[Records for pointing at named objects]
# # #
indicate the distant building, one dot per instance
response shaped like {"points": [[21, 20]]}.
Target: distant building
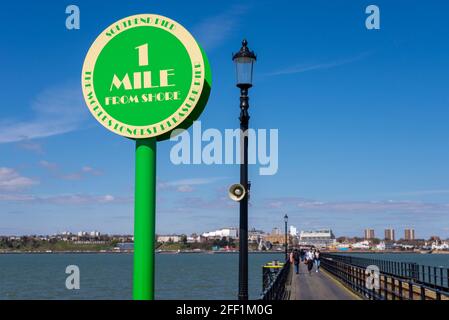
{"points": [[318, 238], [194, 238], [256, 235], [369, 234], [409, 234], [169, 238], [363, 245], [389, 235], [293, 231], [94, 234], [222, 233]]}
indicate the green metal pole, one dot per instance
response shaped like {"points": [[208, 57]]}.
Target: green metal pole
{"points": [[144, 219]]}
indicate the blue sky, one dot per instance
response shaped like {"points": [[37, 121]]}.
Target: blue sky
{"points": [[362, 118]]}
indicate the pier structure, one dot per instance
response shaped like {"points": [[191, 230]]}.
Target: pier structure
{"points": [[345, 277]]}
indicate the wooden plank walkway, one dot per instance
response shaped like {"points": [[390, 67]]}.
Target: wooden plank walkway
{"points": [[317, 286]]}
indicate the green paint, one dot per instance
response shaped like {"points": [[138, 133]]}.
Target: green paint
{"points": [[143, 77], [144, 219]]}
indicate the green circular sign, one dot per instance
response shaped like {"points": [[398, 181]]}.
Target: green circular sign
{"points": [[144, 76]]}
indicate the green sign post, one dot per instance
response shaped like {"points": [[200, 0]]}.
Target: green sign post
{"points": [[143, 77]]}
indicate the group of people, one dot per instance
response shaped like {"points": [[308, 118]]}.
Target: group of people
{"points": [[310, 257]]}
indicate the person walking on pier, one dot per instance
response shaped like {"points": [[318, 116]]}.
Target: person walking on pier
{"points": [[309, 261], [317, 260], [296, 257]]}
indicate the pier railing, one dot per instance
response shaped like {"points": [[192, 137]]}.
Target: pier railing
{"points": [[431, 276], [360, 276], [275, 278]]}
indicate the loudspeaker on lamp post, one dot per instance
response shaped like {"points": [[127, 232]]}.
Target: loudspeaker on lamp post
{"points": [[237, 192]]}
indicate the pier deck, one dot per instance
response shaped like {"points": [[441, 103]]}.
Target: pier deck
{"points": [[318, 286]]}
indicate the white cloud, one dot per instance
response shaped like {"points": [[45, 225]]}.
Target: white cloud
{"points": [[55, 111], [65, 199], [11, 180], [78, 175], [212, 31], [187, 185], [318, 66]]}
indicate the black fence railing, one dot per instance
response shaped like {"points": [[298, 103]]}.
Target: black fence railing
{"points": [[431, 276], [376, 285], [274, 281]]}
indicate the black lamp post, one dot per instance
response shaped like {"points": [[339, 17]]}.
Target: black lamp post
{"points": [[244, 61], [286, 239]]}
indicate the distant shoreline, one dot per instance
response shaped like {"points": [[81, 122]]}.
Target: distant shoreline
{"points": [[212, 252]]}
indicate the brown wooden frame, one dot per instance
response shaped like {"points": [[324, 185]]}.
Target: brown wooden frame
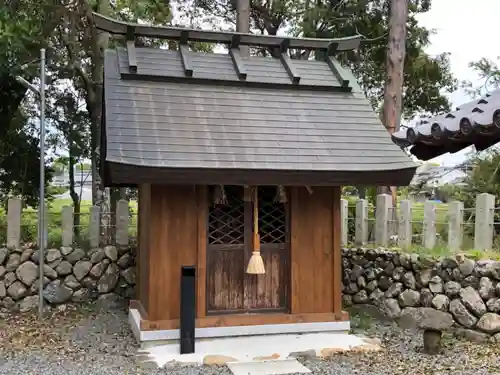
# # #
Please copy out, word for word, the lines from the one containing "indicate the person" through the end of the records, both ends included. Leave the pictures out of your answer.

◆ Result of this exercise:
indicate the person walking on pier, one dot per instance
response shaped like {"points": [[318, 116]]}.
Target: person walking on pier
{"points": [[309, 261], [317, 260], [296, 257]]}
indicate the pier railing, one dot per instance
response shaped like {"points": [[192, 137]]}.
Target: pier railing
{"points": [[431, 276], [360, 276], [275, 278]]}
indicate the loudspeaker on lamp post, one dot per instance
response shaped like {"points": [[127, 232]]}.
Target: loudspeaker on lamp post
{"points": [[237, 192]]}
indicate the pier deck, one dot per instance
response shaped like {"points": [[441, 103]]}.
Target: pier deck
{"points": [[318, 286]]}
indicate the white cloud, one dot per instance
response shaped like {"points": [[45, 225]]}.
Target: white cloud
{"points": [[55, 111], [65, 199], [11, 180], [78, 175], [212, 31], [187, 185], [318, 66]]}
indicate the black fence railing, one dot per instance
response shaped like {"points": [[298, 103]]}.
Target: black fence railing
{"points": [[431, 276], [376, 285], [274, 281]]}
indicate the black lamp post, one dot per instance
response shaped like {"points": [[339, 17]]}.
Target: black lamp post
{"points": [[244, 61], [286, 239]]}
indicate the distant shoreline, one dot per instance
response shaped like {"points": [[81, 122]]}.
Target: distant shoreline
{"points": [[212, 252]]}
indicate the brown wooden frame, one dot per instance
response shaped like {"points": [[324, 185]]}.
Target: brown wooden frame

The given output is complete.